Return only those lines of the listing that hold the word "white".

--*--

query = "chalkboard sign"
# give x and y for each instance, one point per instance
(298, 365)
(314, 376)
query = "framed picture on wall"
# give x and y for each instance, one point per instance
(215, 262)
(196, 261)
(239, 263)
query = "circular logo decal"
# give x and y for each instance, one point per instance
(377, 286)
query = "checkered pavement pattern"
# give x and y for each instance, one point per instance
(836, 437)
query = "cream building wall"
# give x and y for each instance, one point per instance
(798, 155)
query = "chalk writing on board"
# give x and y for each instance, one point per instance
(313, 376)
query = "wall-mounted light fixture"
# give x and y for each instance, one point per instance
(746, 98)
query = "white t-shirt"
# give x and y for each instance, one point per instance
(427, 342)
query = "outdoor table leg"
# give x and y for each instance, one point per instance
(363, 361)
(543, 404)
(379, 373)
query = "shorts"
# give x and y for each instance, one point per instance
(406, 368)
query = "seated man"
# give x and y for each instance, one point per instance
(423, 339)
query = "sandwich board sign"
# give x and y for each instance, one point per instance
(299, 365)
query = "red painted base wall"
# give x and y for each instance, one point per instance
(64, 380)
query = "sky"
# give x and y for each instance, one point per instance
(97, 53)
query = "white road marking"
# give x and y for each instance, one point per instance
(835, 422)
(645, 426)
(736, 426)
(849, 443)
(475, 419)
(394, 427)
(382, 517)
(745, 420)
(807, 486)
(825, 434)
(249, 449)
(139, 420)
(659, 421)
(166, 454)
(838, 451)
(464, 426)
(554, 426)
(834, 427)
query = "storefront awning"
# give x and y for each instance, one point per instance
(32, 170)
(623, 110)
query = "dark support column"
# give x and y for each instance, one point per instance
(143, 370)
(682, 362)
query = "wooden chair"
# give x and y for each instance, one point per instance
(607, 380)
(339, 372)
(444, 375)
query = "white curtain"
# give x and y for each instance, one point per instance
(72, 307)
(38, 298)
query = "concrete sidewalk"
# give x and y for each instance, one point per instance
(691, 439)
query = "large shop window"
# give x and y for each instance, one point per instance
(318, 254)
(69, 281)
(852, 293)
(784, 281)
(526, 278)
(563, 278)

--*--

• _Written answer_
query = "white t-shirt"
query = "white road marking"
query = "white curtain"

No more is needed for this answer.